• _PROVIDED MATERIAL_
################

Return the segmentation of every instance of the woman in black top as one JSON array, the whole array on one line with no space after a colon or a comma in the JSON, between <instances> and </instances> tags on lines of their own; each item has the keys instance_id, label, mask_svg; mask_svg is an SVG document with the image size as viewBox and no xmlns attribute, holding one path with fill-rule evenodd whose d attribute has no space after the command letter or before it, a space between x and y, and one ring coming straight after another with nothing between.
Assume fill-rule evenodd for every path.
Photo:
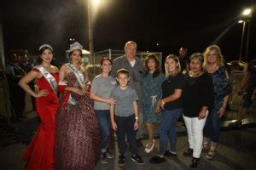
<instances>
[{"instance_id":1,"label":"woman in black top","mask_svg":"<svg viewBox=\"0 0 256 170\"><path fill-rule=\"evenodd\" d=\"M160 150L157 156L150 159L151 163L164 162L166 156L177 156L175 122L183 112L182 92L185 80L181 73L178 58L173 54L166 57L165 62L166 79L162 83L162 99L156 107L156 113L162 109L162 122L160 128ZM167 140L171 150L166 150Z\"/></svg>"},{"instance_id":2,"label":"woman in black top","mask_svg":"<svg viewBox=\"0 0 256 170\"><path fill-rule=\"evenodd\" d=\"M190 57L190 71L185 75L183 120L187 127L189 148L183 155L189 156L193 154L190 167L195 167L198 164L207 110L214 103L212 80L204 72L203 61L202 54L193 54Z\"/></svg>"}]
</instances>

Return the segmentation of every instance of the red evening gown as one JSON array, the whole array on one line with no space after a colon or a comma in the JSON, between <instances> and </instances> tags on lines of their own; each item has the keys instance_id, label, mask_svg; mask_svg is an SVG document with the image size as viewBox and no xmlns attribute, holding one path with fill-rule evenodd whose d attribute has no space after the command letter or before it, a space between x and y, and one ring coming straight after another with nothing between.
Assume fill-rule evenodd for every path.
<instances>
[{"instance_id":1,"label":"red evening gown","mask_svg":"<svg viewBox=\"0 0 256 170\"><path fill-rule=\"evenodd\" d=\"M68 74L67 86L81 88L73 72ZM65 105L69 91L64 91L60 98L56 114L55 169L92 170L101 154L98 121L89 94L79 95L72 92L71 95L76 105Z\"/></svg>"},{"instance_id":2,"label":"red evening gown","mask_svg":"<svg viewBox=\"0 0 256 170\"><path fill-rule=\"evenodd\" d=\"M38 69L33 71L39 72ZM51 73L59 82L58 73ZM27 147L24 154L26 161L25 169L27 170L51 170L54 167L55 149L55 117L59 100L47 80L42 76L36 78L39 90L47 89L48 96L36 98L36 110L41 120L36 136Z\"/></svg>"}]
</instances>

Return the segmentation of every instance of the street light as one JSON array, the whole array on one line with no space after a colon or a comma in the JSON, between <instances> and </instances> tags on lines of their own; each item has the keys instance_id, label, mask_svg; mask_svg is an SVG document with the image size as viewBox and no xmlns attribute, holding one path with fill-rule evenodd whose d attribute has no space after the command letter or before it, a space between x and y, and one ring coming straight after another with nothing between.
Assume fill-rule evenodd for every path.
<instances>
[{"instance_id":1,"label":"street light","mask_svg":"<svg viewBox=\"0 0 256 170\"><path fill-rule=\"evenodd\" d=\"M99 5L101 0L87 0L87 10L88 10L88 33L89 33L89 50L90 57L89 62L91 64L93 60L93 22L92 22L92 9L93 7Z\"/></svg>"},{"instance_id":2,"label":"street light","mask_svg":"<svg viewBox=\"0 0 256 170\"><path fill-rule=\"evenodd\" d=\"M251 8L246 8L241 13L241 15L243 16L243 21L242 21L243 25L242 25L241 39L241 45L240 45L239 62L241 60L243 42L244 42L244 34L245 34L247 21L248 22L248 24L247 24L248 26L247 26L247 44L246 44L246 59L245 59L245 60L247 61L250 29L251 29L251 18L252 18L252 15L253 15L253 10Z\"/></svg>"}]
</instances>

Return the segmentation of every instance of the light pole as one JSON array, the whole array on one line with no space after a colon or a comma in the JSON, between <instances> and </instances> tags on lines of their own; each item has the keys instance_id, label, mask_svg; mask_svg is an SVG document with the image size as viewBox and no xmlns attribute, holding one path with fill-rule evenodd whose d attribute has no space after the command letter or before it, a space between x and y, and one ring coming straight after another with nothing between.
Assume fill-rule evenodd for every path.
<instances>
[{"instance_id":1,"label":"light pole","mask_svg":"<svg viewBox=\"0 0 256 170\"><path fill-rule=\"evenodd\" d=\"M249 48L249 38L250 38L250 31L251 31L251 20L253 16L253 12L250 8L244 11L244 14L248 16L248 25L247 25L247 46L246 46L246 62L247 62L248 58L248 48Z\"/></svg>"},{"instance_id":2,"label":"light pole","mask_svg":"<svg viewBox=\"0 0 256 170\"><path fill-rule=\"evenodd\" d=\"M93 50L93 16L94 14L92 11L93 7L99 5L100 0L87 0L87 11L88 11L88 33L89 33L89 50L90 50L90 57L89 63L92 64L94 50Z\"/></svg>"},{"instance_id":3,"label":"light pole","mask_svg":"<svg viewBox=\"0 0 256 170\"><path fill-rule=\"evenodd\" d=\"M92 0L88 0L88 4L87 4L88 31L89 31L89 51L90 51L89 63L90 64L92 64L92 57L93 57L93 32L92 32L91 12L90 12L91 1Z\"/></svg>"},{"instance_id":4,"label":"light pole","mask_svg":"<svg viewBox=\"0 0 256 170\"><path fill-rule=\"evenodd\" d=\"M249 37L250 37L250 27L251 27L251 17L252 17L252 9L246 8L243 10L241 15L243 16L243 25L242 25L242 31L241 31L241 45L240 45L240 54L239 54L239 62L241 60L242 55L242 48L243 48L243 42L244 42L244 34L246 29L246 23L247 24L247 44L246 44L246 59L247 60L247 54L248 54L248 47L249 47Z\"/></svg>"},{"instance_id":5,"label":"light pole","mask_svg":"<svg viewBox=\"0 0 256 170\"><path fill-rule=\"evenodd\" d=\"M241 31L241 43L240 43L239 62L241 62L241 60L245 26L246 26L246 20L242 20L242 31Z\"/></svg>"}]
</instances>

################

• _WHAT THE EXERCISE ASKS_
Report every line above that contains the string "woman", copying each such line in full. Matching is case-sensitive.

• _SOLVED PROBLEM_
Return the segmentation of every instance of the woman in black top as one JSON array, the whole array on one line with no space after a colon or a comma in the JSON, between <instances> and </instances> tags on lines of their own; each item has the keys instance_id, label, mask_svg; mask_svg is an SVG document with the image size as viewBox and no xmlns attribute, holding one path with fill-rule evenodd whose d attribute has no space after the command letter or before it, a space between x and y, and one ring coming straight after another with nothing between.
[{"instance_id":1,"label":"woman in black top","mask_svg":"<svg viewBox=\"0 0 256 170\"><path fill-rule=\"evenodd\" d=\"M160 150L157 156L150 159L151 163L164 162L166 156L177 156L175 122L183 112L182 92L185 80L181 73L178 58L173 54L166 57L165 62L166 79L162 83L162 99L156 107L156 113L162 109L162 122L160 128ZM167 140L171 150L166 150Z\"/></svg>"},{"instance_id":2,"label":"woman in black top","mask_svg":"<svg viewBox=\"0 0 256 170\"><path fill-rule=\"evenodd\" d=\"M190 57L190 71L185 75L183 120L187 127L189 148L183 155L189 156L193 154L190 167L195 167L198 164L207 110L214 103L212 80L204 72L203 61L202 54L193 54Z\"/></svg>"}]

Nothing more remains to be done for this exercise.